= Text =
[Start]

This analysis rests on a set of assumptions that are increasingly hard to dismiss. Global LNG markets are oversupplied today and remain oversupplied through the late 2020s based on projects already under construction. By 2026 and 2027, evidence of structural LNG demand decline in Asia becomes clear, not because of recession but because electricity systems are changing. Solar generation, paired with batteries, is expanding faster than forecast in most regions. This combination displaces gas directly in power generation and indirectly in industry by lowering wholesale electricity prices. By the early 2030s, LNG demand in Asia is no longer growing and is instead contracting. At the same time, financiers are raising the cost of capital for oil and gas projects and shifting capital toward renewables and grid infrastructure. Governments continue to support LNG with public funds even as private capital grows more cautious.

The global LNG supply glut is large and persistent. More than 150 million tons per year of LNG export capacity is already under construction worldwide, with expected commissioning concentrated between 2025 and 2029. This wave alone exceeds plausible demand growth under conservative scenarios. Additional projects have reached final investment decision but have not yet broken ground, adding further optional supply. Even if global LNG demand were to grow at rates seen in the 2010s, which current data no longer supports, this capacity would be sufficient to meet it. Canada is attempting to enter a market that is already full, with projects that are later in the queue and exposed to merchant risk.

[End]

= Records provided =

[Start]

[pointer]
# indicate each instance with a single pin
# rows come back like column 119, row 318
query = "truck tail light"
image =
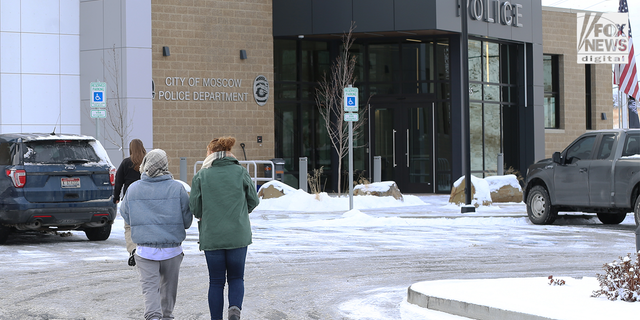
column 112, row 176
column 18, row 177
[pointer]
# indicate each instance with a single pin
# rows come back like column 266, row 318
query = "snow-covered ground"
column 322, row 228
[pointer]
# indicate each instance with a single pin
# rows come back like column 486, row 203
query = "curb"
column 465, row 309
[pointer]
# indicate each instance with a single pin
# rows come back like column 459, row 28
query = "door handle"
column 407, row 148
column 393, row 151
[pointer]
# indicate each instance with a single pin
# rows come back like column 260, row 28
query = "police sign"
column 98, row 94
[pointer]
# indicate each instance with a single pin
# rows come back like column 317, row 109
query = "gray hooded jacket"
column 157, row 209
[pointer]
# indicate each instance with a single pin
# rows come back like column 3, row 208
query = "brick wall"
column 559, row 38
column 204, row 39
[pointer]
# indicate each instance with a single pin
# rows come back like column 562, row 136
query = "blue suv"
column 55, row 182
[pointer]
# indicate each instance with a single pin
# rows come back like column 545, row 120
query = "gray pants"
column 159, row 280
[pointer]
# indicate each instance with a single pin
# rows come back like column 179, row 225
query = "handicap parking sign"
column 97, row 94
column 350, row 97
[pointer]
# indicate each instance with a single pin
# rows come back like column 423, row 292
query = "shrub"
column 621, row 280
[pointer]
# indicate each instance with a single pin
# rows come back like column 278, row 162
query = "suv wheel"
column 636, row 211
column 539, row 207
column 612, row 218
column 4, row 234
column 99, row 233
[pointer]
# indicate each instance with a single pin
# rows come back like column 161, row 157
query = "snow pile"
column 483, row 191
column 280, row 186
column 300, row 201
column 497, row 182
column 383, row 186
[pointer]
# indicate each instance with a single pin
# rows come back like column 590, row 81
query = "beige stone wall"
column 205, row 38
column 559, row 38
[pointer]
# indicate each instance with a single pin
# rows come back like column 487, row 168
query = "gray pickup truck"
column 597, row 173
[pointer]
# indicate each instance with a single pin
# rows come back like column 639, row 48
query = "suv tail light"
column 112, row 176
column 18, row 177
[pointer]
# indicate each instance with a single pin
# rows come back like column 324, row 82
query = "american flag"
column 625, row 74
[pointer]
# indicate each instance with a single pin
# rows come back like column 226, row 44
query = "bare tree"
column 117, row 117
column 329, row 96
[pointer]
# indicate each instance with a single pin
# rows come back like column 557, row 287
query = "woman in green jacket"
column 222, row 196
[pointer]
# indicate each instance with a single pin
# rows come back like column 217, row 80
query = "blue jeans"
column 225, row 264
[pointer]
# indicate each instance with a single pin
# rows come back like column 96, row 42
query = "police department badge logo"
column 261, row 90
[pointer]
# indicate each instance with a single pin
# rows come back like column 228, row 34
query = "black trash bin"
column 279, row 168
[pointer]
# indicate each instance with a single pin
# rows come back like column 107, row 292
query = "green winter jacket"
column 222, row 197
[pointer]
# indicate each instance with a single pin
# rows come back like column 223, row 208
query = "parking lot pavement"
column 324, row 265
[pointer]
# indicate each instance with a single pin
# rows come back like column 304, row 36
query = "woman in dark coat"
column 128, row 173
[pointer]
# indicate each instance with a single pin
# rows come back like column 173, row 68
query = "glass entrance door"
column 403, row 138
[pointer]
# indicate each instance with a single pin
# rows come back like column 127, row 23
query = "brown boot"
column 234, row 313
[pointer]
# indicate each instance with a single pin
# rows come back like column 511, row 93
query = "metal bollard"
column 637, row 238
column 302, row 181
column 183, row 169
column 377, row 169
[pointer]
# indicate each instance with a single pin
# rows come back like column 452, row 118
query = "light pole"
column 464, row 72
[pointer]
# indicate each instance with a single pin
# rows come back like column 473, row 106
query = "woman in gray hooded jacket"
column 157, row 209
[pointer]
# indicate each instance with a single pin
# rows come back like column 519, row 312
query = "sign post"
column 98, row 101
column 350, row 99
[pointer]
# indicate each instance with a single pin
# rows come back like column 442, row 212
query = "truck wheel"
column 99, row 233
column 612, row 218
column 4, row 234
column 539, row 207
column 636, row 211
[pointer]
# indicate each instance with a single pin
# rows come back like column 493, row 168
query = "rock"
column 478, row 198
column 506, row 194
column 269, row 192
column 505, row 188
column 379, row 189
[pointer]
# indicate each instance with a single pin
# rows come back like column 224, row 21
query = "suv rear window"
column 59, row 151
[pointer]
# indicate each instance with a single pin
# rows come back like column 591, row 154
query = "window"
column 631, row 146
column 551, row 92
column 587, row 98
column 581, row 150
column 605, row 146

[End]
[Start]

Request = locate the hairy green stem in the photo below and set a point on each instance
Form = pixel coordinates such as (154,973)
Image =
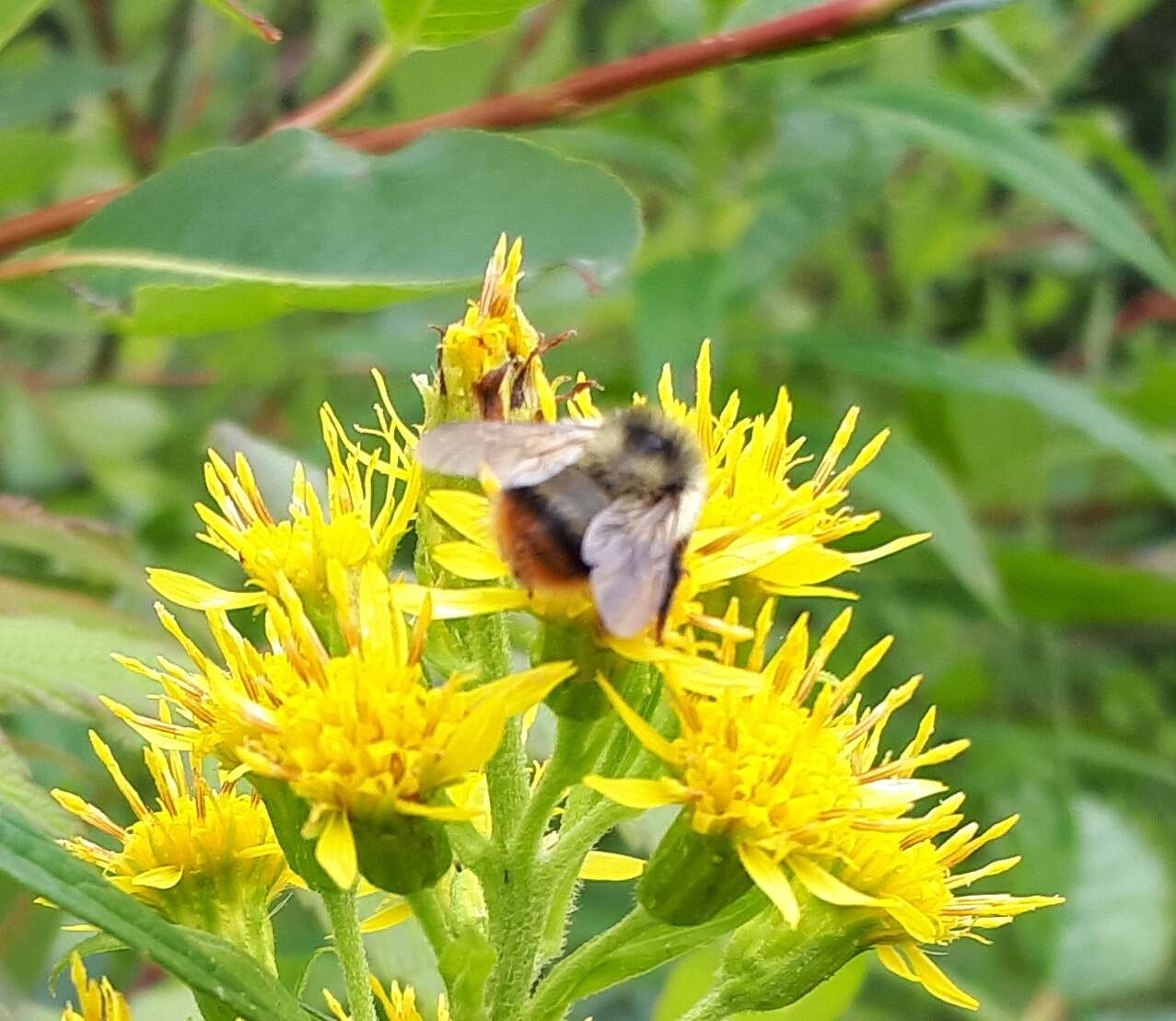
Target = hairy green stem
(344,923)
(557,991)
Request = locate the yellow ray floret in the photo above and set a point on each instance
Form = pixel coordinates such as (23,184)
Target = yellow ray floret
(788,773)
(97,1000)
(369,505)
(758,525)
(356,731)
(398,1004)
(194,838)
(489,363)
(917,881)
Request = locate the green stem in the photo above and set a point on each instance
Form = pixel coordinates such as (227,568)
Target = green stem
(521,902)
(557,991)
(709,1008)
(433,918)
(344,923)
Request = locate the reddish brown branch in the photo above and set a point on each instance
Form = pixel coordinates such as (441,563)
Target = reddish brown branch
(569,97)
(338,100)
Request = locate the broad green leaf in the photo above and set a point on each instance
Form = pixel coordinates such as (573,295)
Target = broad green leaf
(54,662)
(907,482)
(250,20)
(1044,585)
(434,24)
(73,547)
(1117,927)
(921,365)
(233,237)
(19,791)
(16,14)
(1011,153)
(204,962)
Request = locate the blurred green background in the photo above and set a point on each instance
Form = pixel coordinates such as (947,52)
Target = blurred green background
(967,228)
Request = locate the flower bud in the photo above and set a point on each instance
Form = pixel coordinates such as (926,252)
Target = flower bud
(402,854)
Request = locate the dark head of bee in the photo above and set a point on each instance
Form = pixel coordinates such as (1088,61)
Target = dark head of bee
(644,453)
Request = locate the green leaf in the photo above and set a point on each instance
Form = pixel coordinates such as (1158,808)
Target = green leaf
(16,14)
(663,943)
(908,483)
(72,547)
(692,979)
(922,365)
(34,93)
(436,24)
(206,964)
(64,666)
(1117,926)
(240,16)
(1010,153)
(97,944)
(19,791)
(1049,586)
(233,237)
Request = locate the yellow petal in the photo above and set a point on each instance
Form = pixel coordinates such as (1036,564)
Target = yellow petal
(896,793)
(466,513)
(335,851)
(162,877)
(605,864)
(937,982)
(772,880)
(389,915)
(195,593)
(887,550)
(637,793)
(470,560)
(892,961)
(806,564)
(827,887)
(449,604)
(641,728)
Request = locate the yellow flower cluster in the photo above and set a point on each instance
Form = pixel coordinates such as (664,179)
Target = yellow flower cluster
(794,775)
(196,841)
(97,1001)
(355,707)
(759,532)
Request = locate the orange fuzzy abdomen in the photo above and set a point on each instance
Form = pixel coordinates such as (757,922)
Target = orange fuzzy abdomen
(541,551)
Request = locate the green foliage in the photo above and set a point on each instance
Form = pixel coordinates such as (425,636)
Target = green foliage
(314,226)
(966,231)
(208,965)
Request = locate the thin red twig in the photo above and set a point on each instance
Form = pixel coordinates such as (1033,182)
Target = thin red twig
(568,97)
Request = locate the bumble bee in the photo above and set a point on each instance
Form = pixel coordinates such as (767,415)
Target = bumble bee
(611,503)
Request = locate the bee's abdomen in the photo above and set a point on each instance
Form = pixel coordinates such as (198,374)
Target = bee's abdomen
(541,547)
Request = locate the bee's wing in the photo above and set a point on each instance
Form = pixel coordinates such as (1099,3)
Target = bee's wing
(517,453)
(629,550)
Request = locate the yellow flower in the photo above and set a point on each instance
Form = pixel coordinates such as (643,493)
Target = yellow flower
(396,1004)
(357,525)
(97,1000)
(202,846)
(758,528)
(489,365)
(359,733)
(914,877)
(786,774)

[End]

= Your tasks =
**A)** Answer these questions from the text on LNG markets, one line each:
(i) How much LNG export capacity is already under construction worldwide?
(ii) Between which years is commissioning of that capacity expected to be concentrated?
(iii) What is paired with batteries and expanding faster than forecast in most regions?
**B)** Pull out each line of the rows that contains the string "background".

= Solutions to the problems =
**A)**
(i) More than 150 million tons per year
(ii) Between 2025 and 2029
(iii) Solar generation

**B)**
Request = locate the blurred green background in the photo above and set a point on each instance
Target = blurred green background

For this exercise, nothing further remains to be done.